## Task input
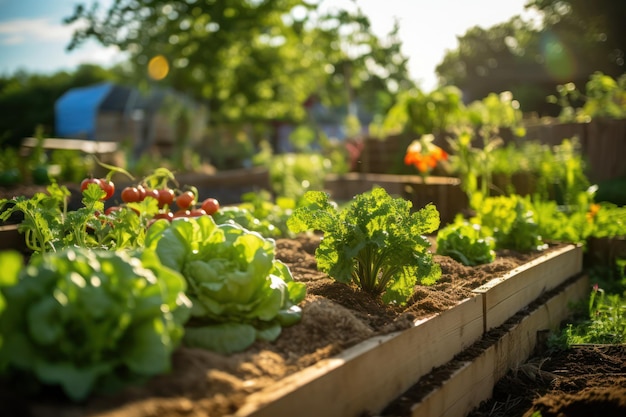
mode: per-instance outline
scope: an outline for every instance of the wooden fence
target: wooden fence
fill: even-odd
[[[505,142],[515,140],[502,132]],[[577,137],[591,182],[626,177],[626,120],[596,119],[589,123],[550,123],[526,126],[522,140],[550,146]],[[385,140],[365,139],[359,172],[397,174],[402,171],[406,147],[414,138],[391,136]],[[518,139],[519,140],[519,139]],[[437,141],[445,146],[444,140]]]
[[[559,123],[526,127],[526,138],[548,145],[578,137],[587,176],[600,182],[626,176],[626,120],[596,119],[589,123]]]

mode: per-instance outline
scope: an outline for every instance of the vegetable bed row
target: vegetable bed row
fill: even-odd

==

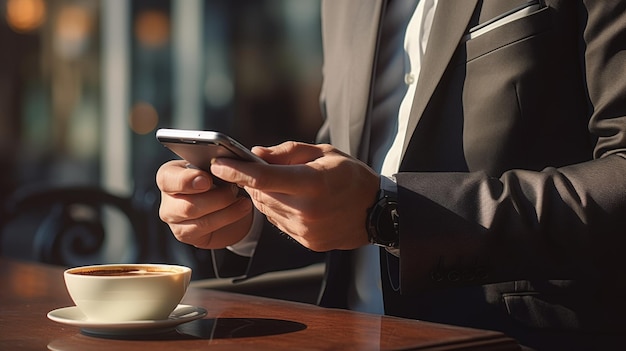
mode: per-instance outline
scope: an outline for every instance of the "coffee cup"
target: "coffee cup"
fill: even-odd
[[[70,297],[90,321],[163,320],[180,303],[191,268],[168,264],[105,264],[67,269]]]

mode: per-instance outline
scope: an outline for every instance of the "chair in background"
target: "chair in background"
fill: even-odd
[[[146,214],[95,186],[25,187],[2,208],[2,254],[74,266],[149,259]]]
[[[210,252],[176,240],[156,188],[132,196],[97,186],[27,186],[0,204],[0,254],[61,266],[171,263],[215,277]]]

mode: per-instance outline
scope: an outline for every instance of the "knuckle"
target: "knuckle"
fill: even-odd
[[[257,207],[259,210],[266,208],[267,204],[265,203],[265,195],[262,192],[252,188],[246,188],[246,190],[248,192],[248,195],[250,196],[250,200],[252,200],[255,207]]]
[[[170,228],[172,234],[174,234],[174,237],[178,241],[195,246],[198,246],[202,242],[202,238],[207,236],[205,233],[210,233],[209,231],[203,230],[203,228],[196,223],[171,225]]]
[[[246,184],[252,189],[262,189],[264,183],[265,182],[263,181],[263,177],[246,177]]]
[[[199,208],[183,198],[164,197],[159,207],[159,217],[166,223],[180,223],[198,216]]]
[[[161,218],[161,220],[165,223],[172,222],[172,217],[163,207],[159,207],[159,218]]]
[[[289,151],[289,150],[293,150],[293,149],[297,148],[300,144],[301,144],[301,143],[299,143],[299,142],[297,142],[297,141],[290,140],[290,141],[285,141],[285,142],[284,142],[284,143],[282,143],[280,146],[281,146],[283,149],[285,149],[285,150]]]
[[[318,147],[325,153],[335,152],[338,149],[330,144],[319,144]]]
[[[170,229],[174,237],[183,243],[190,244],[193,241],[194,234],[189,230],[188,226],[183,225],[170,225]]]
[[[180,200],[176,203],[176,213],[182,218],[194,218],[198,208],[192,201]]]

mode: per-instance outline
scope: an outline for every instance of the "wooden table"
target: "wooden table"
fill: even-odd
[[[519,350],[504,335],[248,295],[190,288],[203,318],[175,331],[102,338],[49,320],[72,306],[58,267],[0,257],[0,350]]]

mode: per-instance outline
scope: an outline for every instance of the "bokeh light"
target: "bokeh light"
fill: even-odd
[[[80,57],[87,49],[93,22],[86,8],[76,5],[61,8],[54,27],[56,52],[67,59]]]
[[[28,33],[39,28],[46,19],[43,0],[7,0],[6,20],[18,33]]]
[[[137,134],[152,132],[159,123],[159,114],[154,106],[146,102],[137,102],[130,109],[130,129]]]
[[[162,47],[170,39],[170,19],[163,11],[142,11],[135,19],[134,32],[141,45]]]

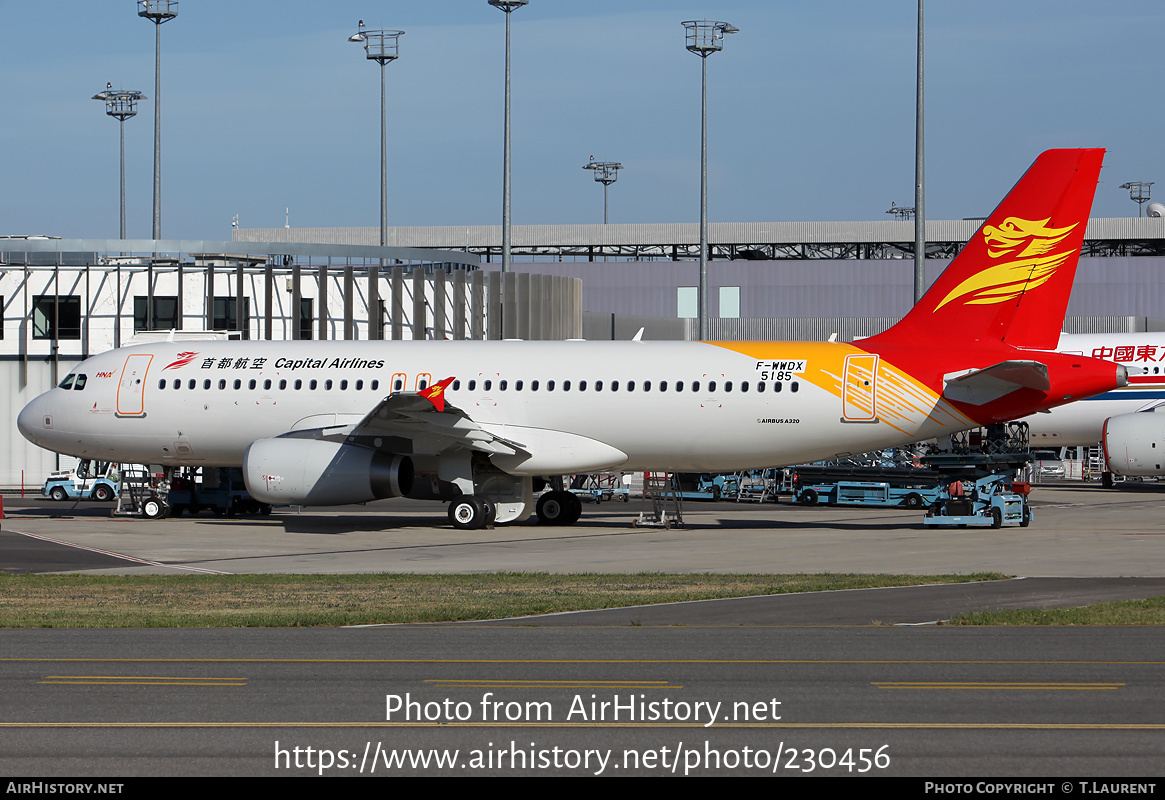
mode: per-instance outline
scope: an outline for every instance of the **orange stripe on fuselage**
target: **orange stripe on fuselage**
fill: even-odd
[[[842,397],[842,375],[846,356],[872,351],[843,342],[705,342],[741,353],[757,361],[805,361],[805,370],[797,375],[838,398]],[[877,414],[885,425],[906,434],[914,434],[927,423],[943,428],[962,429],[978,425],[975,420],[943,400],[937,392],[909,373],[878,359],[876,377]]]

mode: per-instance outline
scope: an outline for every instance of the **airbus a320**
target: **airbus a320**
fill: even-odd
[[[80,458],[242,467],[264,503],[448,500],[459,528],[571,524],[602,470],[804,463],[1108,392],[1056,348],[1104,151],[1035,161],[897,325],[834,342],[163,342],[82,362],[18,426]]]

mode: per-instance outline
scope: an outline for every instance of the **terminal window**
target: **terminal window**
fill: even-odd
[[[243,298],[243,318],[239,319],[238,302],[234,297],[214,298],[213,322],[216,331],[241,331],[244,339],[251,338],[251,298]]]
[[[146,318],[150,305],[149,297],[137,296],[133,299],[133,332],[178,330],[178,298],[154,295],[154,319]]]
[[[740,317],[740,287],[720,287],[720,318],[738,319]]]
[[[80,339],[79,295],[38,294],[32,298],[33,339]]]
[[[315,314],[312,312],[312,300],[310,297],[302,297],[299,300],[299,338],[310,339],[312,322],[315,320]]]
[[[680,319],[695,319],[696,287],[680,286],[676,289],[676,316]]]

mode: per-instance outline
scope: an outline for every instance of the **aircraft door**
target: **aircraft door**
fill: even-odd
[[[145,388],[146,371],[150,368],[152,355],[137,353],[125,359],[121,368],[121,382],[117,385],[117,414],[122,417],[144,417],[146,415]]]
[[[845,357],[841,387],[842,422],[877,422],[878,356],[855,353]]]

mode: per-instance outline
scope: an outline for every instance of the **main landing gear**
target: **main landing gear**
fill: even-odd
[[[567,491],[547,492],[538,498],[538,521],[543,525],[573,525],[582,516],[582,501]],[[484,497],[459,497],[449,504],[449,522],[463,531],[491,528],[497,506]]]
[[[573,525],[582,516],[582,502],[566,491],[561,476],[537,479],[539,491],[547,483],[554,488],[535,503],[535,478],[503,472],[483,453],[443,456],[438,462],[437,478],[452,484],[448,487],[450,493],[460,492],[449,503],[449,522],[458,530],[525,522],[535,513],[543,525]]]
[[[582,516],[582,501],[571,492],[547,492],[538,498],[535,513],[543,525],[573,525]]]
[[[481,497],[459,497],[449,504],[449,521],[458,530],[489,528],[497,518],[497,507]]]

## Your goal
In the listing, how many lines carry the string "vegetable"? Answer with a number only.

## Your response
2